Segment Start: Source passage

This pattern is used in all Python nodes: crowd_monitor.py, room_interpreter.py, speech_node.py.


bcr_bot namespaced topics

Problem: bcr_bot publishes all its topics under the /bcr_bot/ namespace (e.g., /bcr_bot/scan, /bcr_bot/odom, /bcr_bot/cmd_vel). Subscribing to /odom or /scan without the prefix produced no data.

Solution: Always use the fully namespaced topic names. The most common ones:

  • /bcr_bot/scan (LaserScan)
  • /bcr_bot/odom (Odometry)
  • /bcr_bot/cmd_vel (velocity commands to the robot)

A cmd_vel_relay node bridges Nav2's /cmd_vel to /bcr_bot/cmd_vel.


bcr_bot must not be modified

Problem: Early attempts to modify bcr_bot's launch files to fix namespace issues introduced bugs and broke the robot description.

Solution: bcr_bot is a correctly functioning dependency. Never modify it and configure around it using relays and remappings in your own launch files.


Foxglove goal pose timestamp mismatch

Problem: Goals published from Foxglove's 3D panel used wall-clock timestamps. Nav2 rejected them because it expected simulation-time timestamps (which start from 0 when Gazebo launches).

Solution: A goal_relay node subscribes to /goal_pose_foxglove, resets the timestamp to zero, and republishes on /goal_pose:

goal.header.stamp.sec = 0
goal.header.stamp.nanosec = 0

Costmap inflation filling narrow doors

Problem: Nav2's inflation radius was too large, inflating lethal cells until they filled the hospital's narrow doorways. The robot could not plan a path through any door.

Solution: Reduce the inflation radius and increase cost_scaling_factor in nav2_params.yaml:

inflation_layer:
inflation_radius: 0.3 # reduced from default 0.55
cost_scaling_factor: 5.0 # steeper cost dropoff

This keeps a safety margin around walls without blocking doorways.


NumPy float32 JSON serialisation

Problem: Publishing diagnostic data containing NumPy float32 values crashed with TypeError: Object of type float32 is not JSON serializable.

Solution: Explicitly cast NumPy types to Python native types before serialisation:

float(numpy_value)
int(numpy_value)
bool(numpy_value)

PortAudio library not found

Problem: The speech_node crashed on import with OSError: PortAudio library not found when using the sounddevice Python package.

Segment End: Source passage

Check your understanding:
1. Do these statements agree with the troubleshooting notes? Answer yes or no for each and quote the words that decide it.
(a) The goal_relay node sets the goal's timestamp to zero before republishing it on /goal_pose.
(b) The inflation radius in nav2_params.yaml was raised above its default of 0.55.
(c) Subscribing to /scan without the /bcr_bot/ prefix produced no data.
2. Resume the troubleshooting notes right after their final sentence.

Segment Start: Dataset entries

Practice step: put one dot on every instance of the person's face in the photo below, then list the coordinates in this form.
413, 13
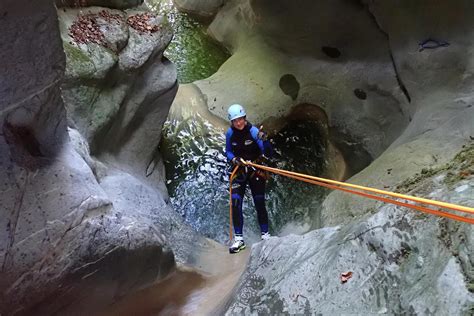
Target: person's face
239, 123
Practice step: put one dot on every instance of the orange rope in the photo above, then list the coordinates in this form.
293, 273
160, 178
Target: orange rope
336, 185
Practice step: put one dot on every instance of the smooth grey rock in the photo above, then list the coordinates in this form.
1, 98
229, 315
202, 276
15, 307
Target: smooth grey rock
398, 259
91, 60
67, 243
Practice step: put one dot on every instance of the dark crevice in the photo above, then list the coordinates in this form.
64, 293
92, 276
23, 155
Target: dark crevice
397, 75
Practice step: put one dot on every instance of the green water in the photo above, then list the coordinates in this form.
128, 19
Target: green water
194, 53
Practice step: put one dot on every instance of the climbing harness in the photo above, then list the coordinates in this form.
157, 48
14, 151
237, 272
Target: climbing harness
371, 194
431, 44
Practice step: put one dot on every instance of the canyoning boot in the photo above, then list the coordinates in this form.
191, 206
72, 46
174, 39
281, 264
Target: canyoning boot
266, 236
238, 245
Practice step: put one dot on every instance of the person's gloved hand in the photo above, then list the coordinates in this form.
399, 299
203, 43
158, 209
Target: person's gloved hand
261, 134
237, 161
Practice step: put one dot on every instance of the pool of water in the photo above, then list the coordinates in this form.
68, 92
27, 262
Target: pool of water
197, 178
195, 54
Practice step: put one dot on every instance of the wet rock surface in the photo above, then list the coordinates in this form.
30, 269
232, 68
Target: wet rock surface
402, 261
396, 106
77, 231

Segment End: Dataset entries
Segment Start: Dataset entries

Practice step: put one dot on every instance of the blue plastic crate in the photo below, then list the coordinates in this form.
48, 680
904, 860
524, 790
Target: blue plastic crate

Segment End: Dataset entries

Exercise results:
1.
(a) Yes: "resets the timestamp to zero, and republishes on /goal_pose"
(b) No: "inflation_radius: 0.3 # reduced from default 0.55"
(c) Yes: "Subscribing to /odom or /scan without the prefix produced no data."

2.
Solution: Install the system library:

sudo apt install libportaudio2 portaudio19-dev

Audio device selection

Problem: The speech_node recorded silence (RMS = 0.000000) even when speaking into the built-in microphone. The default audio device was not the correct input.

Solution: List devices and test each one:

python3 -c "import sounddevice; print(sounddevice.query_devices())"

On the HP ProBook, device 5 (sof-hda-dsp: - (hw:0,7)) was the correct input. Some devices also rejected 16kHz sample rate with "Invalid sample rate" errors. Set the correct device_index in logic_params.yaml.


Web Speech API in Foxglove extensions

Problem: The Foxglove Room Command panel initially used the browser's Web Speech API for voice input. It failed with "speech error: network" because Chrome's Web Speech API sends audio to Google's servers, and Foxglove's extension sandbox blocks that network request. This affects both the web and desktop (Electron) versions.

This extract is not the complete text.